(EXERCISE PROMPT) Set down only what runs from the line containing "Reviewer note. Check that every instance of the shoelace" through the last line of the data, exactly as it reads.

(DATA IN THIS EXERCISE)
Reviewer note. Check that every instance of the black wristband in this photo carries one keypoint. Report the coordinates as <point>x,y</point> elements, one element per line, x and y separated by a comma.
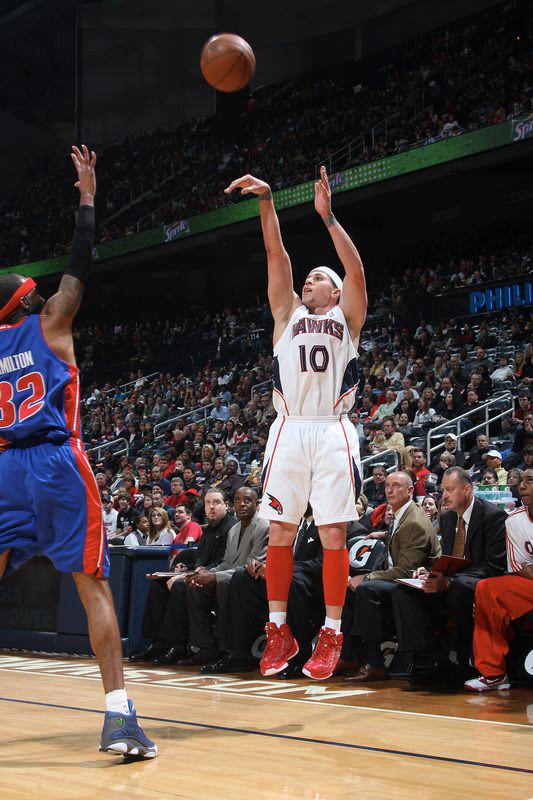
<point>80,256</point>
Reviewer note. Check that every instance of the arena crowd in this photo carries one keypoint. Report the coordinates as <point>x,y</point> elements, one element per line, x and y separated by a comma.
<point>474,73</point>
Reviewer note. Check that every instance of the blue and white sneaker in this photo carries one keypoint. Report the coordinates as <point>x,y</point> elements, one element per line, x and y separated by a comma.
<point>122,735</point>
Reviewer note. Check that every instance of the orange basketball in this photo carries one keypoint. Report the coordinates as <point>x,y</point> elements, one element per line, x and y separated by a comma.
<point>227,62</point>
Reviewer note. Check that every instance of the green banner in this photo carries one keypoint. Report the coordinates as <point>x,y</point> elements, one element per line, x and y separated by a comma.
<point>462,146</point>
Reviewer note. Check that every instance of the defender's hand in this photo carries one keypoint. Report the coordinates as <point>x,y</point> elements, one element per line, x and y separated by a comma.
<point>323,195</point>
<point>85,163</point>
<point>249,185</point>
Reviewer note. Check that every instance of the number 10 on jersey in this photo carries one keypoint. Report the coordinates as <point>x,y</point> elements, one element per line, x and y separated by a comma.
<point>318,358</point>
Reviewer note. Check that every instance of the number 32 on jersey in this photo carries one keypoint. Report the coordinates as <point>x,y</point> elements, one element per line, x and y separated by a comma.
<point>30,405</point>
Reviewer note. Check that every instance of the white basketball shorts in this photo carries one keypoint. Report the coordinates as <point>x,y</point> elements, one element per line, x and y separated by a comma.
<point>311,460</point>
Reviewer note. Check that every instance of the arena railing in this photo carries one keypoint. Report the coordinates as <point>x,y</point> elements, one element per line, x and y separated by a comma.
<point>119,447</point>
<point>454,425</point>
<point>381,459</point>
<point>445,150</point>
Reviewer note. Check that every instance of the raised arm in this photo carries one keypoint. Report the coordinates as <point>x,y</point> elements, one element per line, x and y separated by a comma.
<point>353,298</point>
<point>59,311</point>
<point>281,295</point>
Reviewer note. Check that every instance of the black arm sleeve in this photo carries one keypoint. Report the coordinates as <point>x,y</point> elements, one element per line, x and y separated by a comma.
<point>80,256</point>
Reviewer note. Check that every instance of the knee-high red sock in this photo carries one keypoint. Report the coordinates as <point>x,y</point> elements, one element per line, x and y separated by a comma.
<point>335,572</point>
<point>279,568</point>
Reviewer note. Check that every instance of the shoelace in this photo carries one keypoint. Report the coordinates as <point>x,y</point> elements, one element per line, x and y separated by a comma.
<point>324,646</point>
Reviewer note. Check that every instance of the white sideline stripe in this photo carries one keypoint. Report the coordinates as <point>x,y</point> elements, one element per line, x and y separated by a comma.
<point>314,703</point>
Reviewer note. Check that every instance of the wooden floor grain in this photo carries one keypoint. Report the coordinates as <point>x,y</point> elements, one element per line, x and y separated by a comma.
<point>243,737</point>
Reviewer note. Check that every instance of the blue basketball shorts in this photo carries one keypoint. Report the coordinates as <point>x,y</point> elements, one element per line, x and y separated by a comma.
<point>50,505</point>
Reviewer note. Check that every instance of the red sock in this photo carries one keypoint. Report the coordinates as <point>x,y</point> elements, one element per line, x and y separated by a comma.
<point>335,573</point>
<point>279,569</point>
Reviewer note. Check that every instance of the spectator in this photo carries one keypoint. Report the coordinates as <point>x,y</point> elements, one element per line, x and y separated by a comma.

(REPLY TO THE TASK)
Reviewer note. Check that every instance of the shoelace in this photo carries one keypoint. Report the coordinates as <point>x,y</point> elements, one element per line, x and y separated by a comma.
<point>324,646</point>
Reviewer note. Check that every instance of the white sideline stripe in this photo carries one keypoint. Report the coordinates as <point>x,y</point> elements, one element per line, x and y separated by a comma.
<point>314,703</point>
Reviewer note. Check that every instance of the wooden floor grain in this photo carries one keypoint. Report the coordinates as <point>x,y</point> elements, one element per line, x and y separated by a comma.
<point>243,737</point>
Reviewer note. Check that every instance of the blue basketball shorts in this photo carries one keypoint. Report the coordinates as <point>x,y</point> elements, one element per line, x and y separated by a comma.
<point>50,505</point>
Reviewer note. Check that every instance of the red sock in this photo carries one keypoint. Report the coordinates as <point>x,y</point> elements, one element per line, x and y separated by a comma.
<point>335,573</point>
<point>279,569</point>
Reviewer note. Check that every instance of the spectator in this photo carries one keypoint. Report the coordinates as <point>x,y</point> elements, one element per line, x and y separated by a comma.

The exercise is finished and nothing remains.